◆ Exercise instructions
In the material below, some lines carry "black". Copy each such line.

◆ Provided data
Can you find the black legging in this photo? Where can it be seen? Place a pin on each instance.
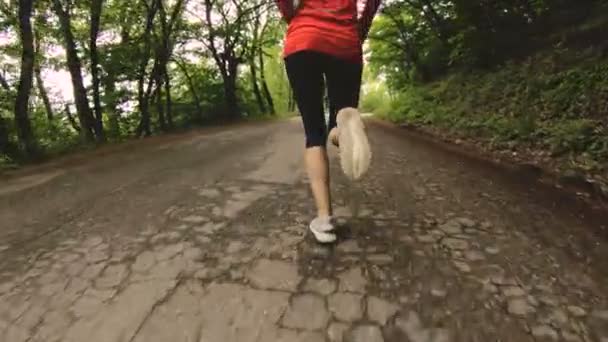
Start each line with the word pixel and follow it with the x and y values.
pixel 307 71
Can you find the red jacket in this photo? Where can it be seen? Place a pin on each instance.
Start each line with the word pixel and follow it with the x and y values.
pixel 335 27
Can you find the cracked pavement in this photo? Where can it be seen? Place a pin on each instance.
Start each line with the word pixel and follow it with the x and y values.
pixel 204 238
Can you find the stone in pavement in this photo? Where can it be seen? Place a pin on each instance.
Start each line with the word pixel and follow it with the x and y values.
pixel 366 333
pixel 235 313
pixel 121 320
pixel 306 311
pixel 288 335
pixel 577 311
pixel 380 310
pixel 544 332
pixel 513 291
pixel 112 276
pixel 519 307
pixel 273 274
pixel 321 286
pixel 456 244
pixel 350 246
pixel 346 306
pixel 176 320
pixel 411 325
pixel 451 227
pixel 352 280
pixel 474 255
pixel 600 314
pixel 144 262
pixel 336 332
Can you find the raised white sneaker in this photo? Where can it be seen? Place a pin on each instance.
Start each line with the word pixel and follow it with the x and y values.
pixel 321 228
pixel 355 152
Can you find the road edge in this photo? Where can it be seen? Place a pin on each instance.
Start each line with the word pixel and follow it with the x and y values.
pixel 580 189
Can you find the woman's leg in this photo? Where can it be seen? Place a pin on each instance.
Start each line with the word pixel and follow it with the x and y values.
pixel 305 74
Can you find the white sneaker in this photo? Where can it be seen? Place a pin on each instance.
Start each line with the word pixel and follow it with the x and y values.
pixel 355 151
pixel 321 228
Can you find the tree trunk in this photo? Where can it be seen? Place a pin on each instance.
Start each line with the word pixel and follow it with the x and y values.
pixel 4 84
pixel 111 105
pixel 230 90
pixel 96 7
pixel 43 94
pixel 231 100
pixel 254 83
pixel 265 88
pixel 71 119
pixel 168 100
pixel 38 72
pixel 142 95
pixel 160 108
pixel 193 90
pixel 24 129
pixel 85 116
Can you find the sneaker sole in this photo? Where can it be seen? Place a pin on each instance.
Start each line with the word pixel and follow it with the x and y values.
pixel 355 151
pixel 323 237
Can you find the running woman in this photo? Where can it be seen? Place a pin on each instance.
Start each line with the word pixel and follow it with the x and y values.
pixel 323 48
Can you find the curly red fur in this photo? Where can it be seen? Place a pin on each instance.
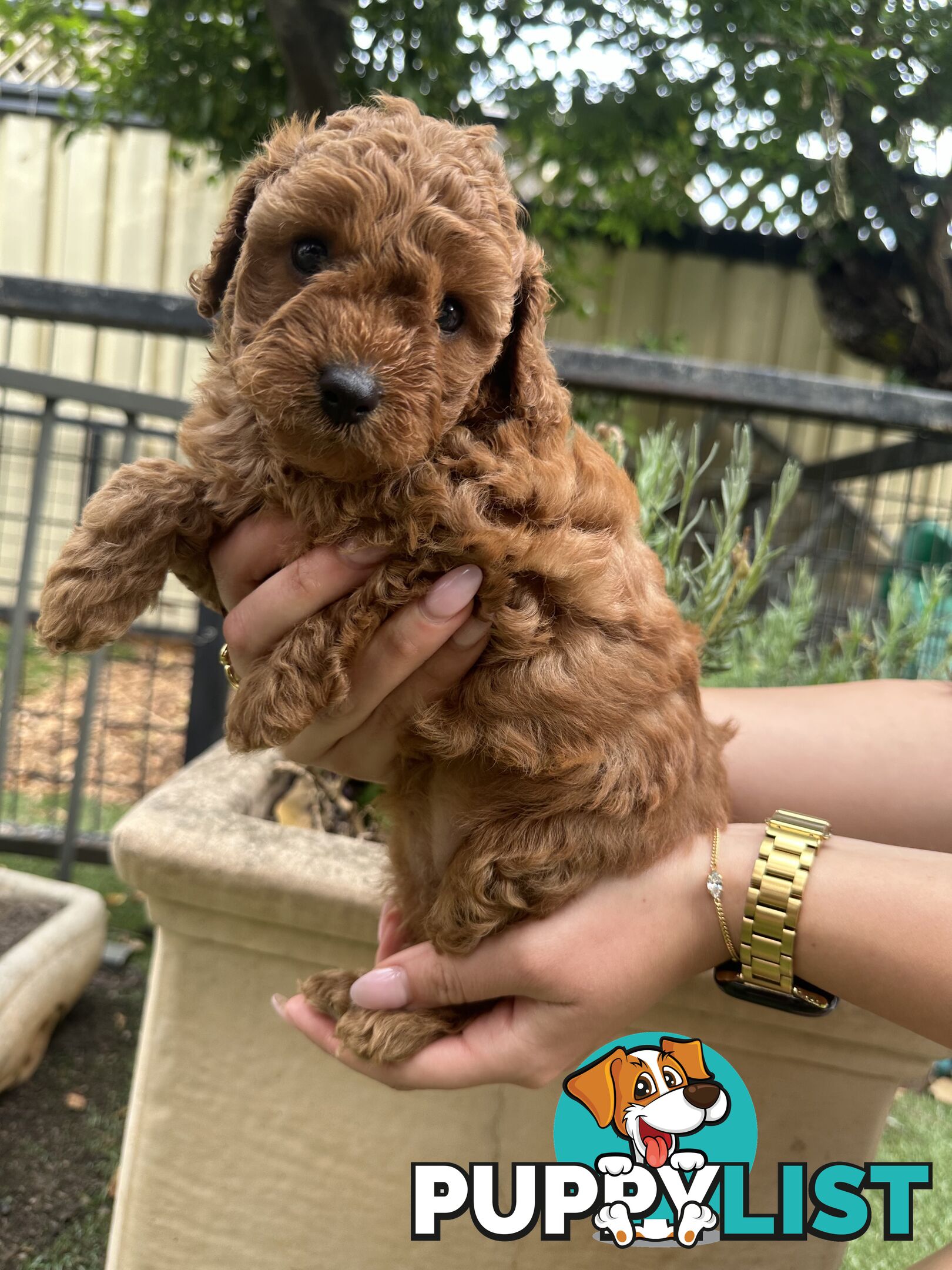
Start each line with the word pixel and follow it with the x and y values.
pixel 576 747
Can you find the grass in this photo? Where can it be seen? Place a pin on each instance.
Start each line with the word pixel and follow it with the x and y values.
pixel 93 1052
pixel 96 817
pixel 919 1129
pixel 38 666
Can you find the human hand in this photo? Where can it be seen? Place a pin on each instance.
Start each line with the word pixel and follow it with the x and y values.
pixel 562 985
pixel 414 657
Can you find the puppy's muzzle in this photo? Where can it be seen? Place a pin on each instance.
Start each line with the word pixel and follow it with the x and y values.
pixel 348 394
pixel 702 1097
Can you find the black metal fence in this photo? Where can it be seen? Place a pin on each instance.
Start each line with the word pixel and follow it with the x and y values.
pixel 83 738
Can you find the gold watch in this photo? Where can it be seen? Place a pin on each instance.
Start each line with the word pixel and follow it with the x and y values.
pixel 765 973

◆ Written answer
Can you find the black legging in this photo? Where can it be seen? Place a pin on each instance.
Can you find the black metal fence in this photo? Where can it be seen? Place a pin on each instance.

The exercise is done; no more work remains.